According to AL.com, Starr and his wife, Cherry, have kept the dark secret hidden away for more than 60 years.
The cover story the couple always used since 1954 was that Bart Starr was injured in a punting exercise before his junior year with the Crimson Tide.
Cherry Starr said her husband was badly beaten with a wooden paddle during initiation into the school's A-Club for varsity lettermen.
"He was hospitalized at one point in traction," Cherry Starr told AL.com. "That was in the days when they were initiated into the A-Club, and they had severe beatings and paddling. From all the members of the A-Club, they lined up with a big paddle with holes drilled in it, and it actually injured his back."
Starr, now 82, never disclosed the incident because he thought "it would make him look bad," his wife said.
"But his back was never right after that," Cherry Starr said. "It was horrible. It was not a football injury. It was an injury sustained from hazing. His whole back all the way up to his rib cage looked like a piece of raw meat. The bruising went all the way up his back. It was red and black and awful looking. It was so brutal."

● **SUPPLIED INFORMATION**:
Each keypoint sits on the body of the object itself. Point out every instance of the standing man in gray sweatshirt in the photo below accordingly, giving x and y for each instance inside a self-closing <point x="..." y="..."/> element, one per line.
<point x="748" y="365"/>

● **TASK TO COMPLETE**:
Resume the news account of Bart Starr's hazing injury, continuing on from its final quoted remark by Cherry Starr.

● **SOLVED PROBLEM**:
Bart Starr has been in declining health following two strokes in 2014.
Starr played 16 seasons in Green Bay and led the Packers to the first two Super Bowl championships. He later became the Packers' head coach from 1975 to 1983.
"He was in so much pain constantly," Cherry Starr told AL.com. "They nearly tried anything."
One of Starr's Alabama teammates, tight end Nick Germanos, who also the Crimson Tide's senior captain in 1955 and served in the Marine Corps following graduation, described the beatings.
"It was hell," Germanos said. "Lord have mercy, it was a rough initiation."